_Extrait du document_
LE JOUET, UN SUJET QUI CACHE BIEN SON JEU
Cela peut paraître un peu consensuel, voire dans une certaine mesure une solution de facilité de traiter de la question du jouet lorsque l’on souhaite travailler avec des enfants. Pourtant, lorsqu’en janvier 2018, nous nous posons la question du « projet idéal », le thème du jouet est apparu comme une évidence. Sous son apparente légèreté, le jouet est un sujet qui cache bien son jeu !
RÉ-CRÉATION
Septembre 2011, nous nous rencontrons tous les deux lors de nos études à l’ESAD de Reims. Une connivence artistique se fait très vite entre nos deux univers. Huit ans après, tous deux indépendants, en parallèle de nos projets professionnels, l’envie de travailler ensemble reste dans un coin de notre tête. Après quelques années d’expériences professionnelles, nous éprouvons le besoin d’une pause, d’une récréation artistique.
L’idée nous vient alors de concevoir un espace qui nous permettrait de prendre du recul sur notre pratique, de mener un projet à notre manière, de laisser du temps pour la recherche et l'expérimentation. Au cours de nos discussions, nous nous mettons à rêver, à évoquer quel serait le « projet idéal ». Celui qui nous permettrait de concevoir un terrain de jeu commun où nos deux disciplines - design graphique et design d’objet - pourraient se croiser et s’enrichir mutuellement.
Il ne nous restait plus qu’à trouver le thème de ce projet idéal.
LE JOUET PRÉLUDE À DES IDÉES SÉRIEUSES
Au fil de nos discussions, nous en venons à évoquer le territoire où nous avons décidé de nous établir, celui de la Franche-Comté. Tous deux intéressés par le patrimoine culturel, nous abordons les qualités de cette région, notamment dans le domaine de l’artisanat. Très vite, le jouet nous apparait comme une évidence. Celui-ci entretient un lien particulier avec le territoire franc-comtois. L’idée d’inscrire un projet dans son territoire, de le developper en cohérence avec les savoir-faire présents sur la région est une envie que nous avions depuis longtemps. Le jouet devient donc notre thème, notre fil conducteur dans ce temps de récréation.
« Toys are not really as innocent as they look. Toys and games are the prelude to serious ideas » déclaraient souvent Charles et Ray Eames.
Cette citation - découverte récemment lors de notre travail de recherche - résume à elle seule les qualités du jouet mais aussi les idées directrices que nous insufflons à notre projet. En plus de nous offrir l’opportunité de penser un projet mettant en valeur les savoir-faire traditionnels, d’inscrire notre démarche dans des problématiques de préservation du patrimoine, le jouet est un outil formidable pour initier aux thématiques majeures du design. La légèreté de l’univers qui l’entoure permet d’aborder de façon simple et didactique des enjeux, parfois complexes, propres au design : formes et fonctions, notions d’usage et de manipulation, inscription sur le territoire, enjeux de production…
LE JEU COMME MÉTHODOLOGIE
Au delà de proposer un projet où l’on peut s’amuser et expérimenter, l’envie motrice de notre collaboration est de faire comprendre simplement ce que sont nos disciplines respectives à un public non initié au design.

_Enregistrements_
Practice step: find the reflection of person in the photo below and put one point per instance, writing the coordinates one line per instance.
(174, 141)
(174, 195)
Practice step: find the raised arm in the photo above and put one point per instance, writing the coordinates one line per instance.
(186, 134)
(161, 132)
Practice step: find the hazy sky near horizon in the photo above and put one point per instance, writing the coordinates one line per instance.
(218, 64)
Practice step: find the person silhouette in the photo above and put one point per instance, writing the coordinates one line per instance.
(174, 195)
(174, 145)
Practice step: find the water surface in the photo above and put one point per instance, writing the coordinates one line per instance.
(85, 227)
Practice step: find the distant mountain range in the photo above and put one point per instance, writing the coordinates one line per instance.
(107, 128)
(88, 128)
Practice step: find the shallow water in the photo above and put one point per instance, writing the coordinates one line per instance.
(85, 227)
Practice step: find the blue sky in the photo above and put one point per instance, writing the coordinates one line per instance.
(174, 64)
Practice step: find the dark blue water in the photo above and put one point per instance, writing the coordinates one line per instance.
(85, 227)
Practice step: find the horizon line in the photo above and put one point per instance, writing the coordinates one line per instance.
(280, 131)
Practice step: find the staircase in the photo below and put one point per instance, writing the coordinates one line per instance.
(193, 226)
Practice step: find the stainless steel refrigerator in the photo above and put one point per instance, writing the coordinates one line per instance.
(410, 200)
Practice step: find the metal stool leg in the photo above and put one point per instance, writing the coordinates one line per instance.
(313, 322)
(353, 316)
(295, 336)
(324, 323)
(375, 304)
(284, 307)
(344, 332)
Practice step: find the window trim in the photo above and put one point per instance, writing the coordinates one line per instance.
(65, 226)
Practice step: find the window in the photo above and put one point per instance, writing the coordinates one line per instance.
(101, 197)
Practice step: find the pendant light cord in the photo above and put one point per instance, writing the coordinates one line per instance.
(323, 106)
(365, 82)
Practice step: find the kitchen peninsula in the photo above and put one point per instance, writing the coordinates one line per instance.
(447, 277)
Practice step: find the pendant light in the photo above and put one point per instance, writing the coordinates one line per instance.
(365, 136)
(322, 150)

_À faire_
[1] D'après l'extrait sur le jouet, dans quelle école la rencontre de septembre 2011 a-t-elle eu lieu ?
[2] Recopiez le passage de l'extrait sur le jouet compris entre « RÉ-CRÉATION » et « d’une récréation artistique. », ces deux segments inclus.

_Réponses complètes_
[1] À l'ESAD de Reims.

[2]
RÉ-CRÉATION
Septembre 2011, nous nous rencontrons tous les deux lors de nos études à l’ESAD de Reims. Une connivence artistique se fait très vite entre nos deux univers. Huit ans après, tous deux indépendants, en parallèle de nos projets professionnels, l’envie de travailler ensemble reste dans un coin de notre tête. Après quelques années d’expériences professionnelles, nous éprouvons le besoin d’une pause, d’une récréation artistique.